• Exercise passage:
India's greatest treasure, the Taj Mahal, escaped serious damage from the recent heavy flooding in Northern India.
GV Taj Mahal.
LV Belching smoke stacks from power stations in surrounding rural and industrial area of Taj Mahal. (6 SHOTS)
GV OF Taj Mahal through tunnel ZOOM IN TO palace.
GV Surrounding buildings on grounds of palace PAN TO Taj Mahal.
CU AND TILT UP OF Ornamental tower.
GV OF People on grounds of palace TILT UP TO dome. (2 SHOTS)
CU & PAN Hand points to damage in white marble caused by pollution. (3 SHOTS)
GV New site for oil refinery from roadside as traffic passes ZOOM INTO GV OF oil refinery works. (2 SHOTS)
CU ZOOM OUT TO SV Tourists photographing Taj Mahal.
CU AND PAN Intricate engraving on building.
SV OF Tourists PULL OUT TO GV OF Taj Mahal.
MONCKTON:"The latest threat to the Taj Mahal and the most serious so far is also man-made. Some experts have estimated that uncontrolled pollution could cause the Taj to crumble away within a decade. Throughout Northern India, power stations are coal-fired and dirty. Until very recently they have been springing up without environmental impact studies to meet the demands of new industrial growth centres from Delhi to Agra, to town of the Taj, and further along the Northern Gangetic Plain. the magnificent mausoleum built by Shah Jahan 300 years ago, in memory of his wife Mumtaz, has shown more wear in the last decade then in its first 30. An expert environmental committee in a report just tabled in the Indian Parliament has warned of the danger, and has called for the complete shut-down of two power stations nearby, the closure of some Agra industrial plants and the relocation of others. The brilliant white marble and the red sandstone of the Taj Mahal is being attacked by stone cancer, a term used to describe the disintegration of the fine calcium carbonate crystals which hold the marble together. It's caused by sulphur pollutants, which, when mixed with the moisture of the atmosphere turns to destructive sulphuric acid. Environmentalists want to stop the construction of a new oil refinery 40 kms up-wind. The government hasn't made a final decision, but has taken pollution control studies out of the hands of the state oil corporation and given it to an independent agency. The move hasn't placated those who say that India is in danger of losing one of the last of the great wonders of the world. Peter Monckton in Agra for ABC News.

• Raw data:
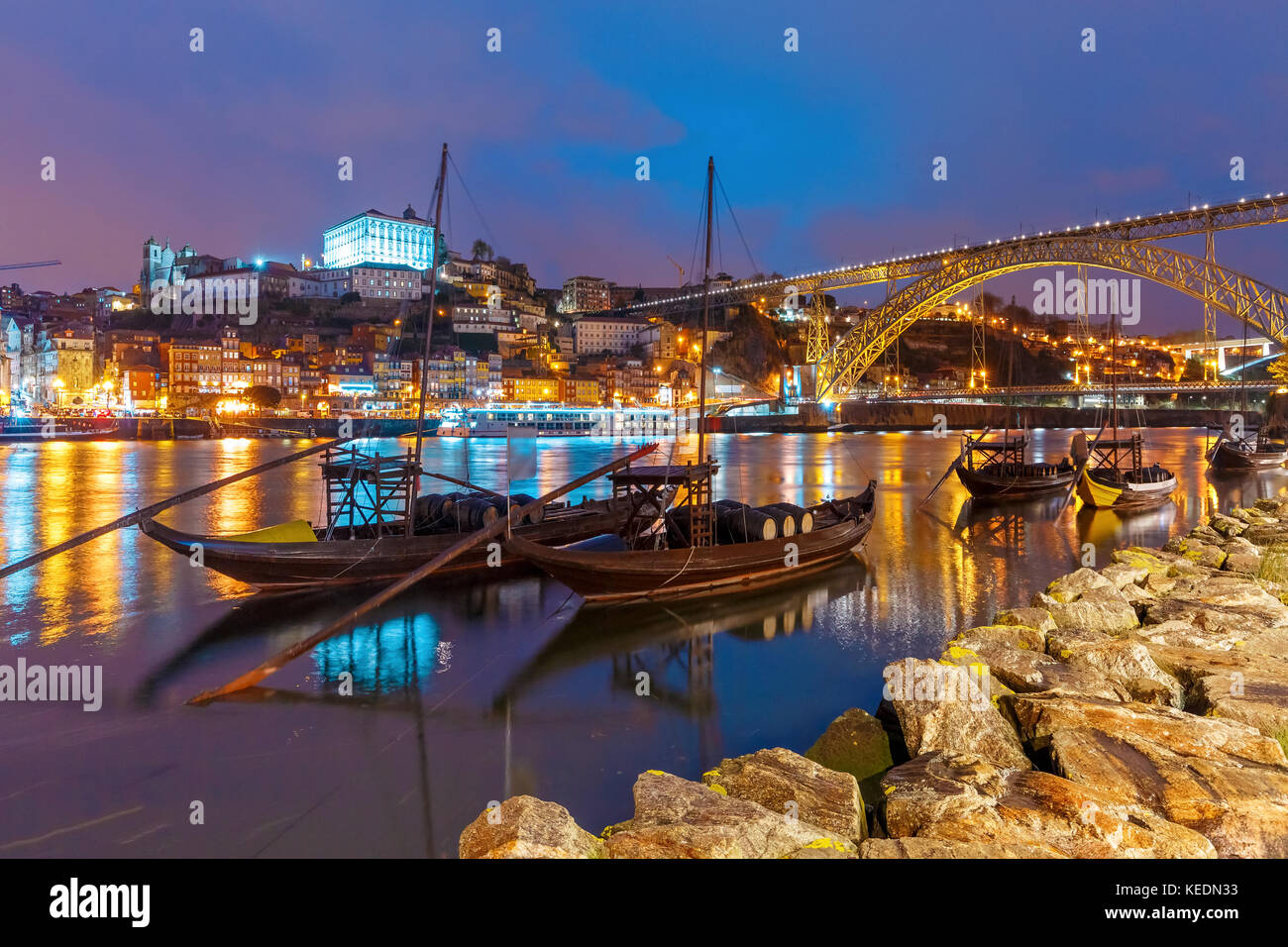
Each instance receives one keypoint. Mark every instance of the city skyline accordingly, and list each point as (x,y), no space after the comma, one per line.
(824,154)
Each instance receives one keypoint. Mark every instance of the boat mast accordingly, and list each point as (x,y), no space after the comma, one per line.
(429,312)
(702,347)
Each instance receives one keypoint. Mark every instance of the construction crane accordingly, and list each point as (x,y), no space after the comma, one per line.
(678,266)
(30,265)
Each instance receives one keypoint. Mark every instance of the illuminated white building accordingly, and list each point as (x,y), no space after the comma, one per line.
(377,239)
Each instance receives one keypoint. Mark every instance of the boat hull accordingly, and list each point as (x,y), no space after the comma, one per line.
(670,574)
(1231,459)
(996,484)
(1103,492)
(282,566)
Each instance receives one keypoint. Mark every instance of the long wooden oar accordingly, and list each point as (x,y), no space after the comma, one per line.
(463,483)
(1082,467)
(133,518)
(949,471)
(346,621)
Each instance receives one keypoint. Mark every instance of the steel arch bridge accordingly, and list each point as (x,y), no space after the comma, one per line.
(1252,211)
(1262,307)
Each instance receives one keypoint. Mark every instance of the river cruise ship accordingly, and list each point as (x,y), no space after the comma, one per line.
(557,420)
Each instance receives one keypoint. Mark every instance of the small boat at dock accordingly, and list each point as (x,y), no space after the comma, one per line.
(377,530)
(1257,451)
(1116,476)
(649,567)
(997,470)
(699,547)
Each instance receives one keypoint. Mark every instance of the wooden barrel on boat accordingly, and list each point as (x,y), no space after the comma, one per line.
(523,500)
(441,505)
(803,517)
(476,512)
(785,521)
(745,525)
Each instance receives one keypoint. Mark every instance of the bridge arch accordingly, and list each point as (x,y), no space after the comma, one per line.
(1262,307)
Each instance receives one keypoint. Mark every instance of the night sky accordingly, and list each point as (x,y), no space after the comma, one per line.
(824,154)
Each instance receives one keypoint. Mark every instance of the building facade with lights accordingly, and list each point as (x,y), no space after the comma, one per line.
(373,237)
(585,294)
(613,334)
(391,282)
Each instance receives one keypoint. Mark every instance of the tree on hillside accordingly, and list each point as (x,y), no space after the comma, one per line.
(752,352)
(1278,368)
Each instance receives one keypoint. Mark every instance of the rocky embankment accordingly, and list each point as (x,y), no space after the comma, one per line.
(1133,711)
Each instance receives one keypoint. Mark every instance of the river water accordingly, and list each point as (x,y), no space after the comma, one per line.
(468,693)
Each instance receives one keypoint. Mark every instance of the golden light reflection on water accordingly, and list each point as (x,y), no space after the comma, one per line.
(931,569)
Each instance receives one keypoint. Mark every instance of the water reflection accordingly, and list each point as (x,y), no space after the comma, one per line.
(493,685)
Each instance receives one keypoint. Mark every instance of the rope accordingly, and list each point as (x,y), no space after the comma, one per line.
(737,227)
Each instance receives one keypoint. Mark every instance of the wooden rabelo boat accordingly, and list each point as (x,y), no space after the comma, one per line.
(375,532)
(1247,451)
(1116,476)
(1113,470)
(997,470)
(697,548)
(1257,451)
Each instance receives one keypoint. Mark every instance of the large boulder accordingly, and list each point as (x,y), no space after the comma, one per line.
(1099,609)
(528,827)
(1219,777)
(1074,585)
(789,784)
(951,707)
(677,818)
(1016,656)
(1120,661)
(965,800)
(1223,602)
(857,744)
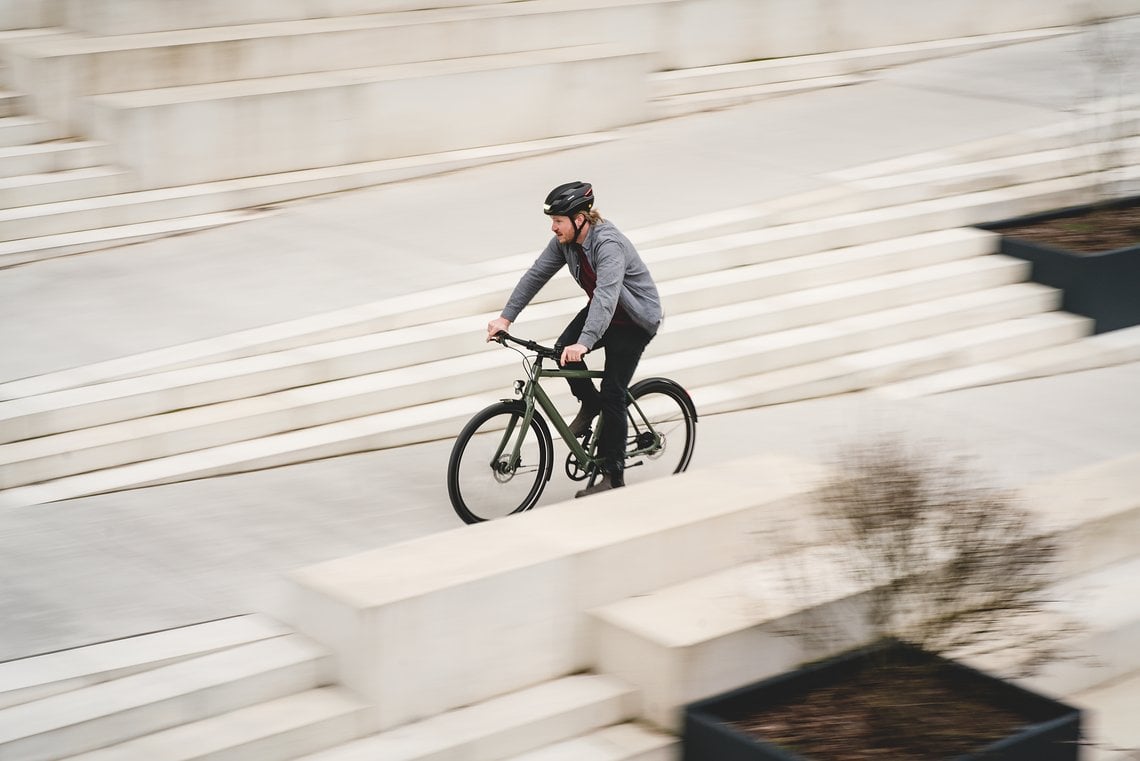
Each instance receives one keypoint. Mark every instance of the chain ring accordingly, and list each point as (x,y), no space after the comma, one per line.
(573,468)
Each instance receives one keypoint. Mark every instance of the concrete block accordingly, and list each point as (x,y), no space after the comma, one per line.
(717,632)
(200,133)
(532,575)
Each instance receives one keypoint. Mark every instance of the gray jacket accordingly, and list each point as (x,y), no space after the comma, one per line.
(623,278)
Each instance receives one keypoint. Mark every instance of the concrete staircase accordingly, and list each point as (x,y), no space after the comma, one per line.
(249,687)
(168,121)
(873,286)
(645,619)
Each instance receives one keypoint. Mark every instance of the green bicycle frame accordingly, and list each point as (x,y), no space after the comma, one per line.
(534,394)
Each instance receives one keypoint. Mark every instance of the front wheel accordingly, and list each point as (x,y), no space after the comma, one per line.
(485,479)
(662,430)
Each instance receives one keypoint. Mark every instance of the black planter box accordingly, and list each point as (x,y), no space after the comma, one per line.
(1051,730)
(1104,286)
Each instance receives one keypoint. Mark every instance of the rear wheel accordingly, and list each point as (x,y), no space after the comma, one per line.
(483,479)
(662,431)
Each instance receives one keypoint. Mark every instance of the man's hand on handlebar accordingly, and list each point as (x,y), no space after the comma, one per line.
(572,353)
(497,326)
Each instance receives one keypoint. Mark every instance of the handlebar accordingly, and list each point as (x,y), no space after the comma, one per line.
(546,352)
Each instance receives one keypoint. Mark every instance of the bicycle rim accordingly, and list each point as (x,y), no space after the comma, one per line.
(481,482)
(661,419)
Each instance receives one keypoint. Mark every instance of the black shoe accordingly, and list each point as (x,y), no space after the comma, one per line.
(603,484)
(586,414)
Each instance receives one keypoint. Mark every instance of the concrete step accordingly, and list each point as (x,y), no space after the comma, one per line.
(628,742)
(275,730)
(501,727)
(828,65)
(68,185)
(15,253)
(29,16)
(114,17)
(1090,125)
(849,221)
(50,157)
(1112,729)
(187,430)
(717,632)
(86,223)
(26,130)
(1101,350)
(59,72)
(442,418)
(692,103)
(131,706)
(852,271)
(11,104)
(32,678)
(705,88)
(276,124)
(877,367)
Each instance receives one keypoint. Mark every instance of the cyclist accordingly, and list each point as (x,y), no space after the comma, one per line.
(623,314)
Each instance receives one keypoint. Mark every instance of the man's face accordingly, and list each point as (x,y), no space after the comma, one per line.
(562,228)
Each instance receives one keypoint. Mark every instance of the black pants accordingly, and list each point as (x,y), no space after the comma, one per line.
(624,346)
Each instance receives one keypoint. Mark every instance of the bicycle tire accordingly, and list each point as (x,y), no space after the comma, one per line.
(669,410)
(478,484)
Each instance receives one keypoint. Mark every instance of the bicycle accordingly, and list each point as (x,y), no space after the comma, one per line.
(504,457)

• Work request 1: In the Taj Mahal report, how do sulfur pollutants damage the monument's marble? Answer in one to three sentences.
• Work request 2: List every action that the expert environmental committee called for in the Taj Mahal report.
Answer using only the Taj Mahal report.

• Your response 1: Sulfur pollutants mix with moisture in the atmosphere and become destructive sulfuric acid. This causes "stone cancer," the disintegration of the fine calcium carbonate crystals that hold the marble together.

• Your response 2:
- Complete shut-down of two nearby power stations
- Closure of some Agra industrial plants
- Relocation of other Agra industrial plants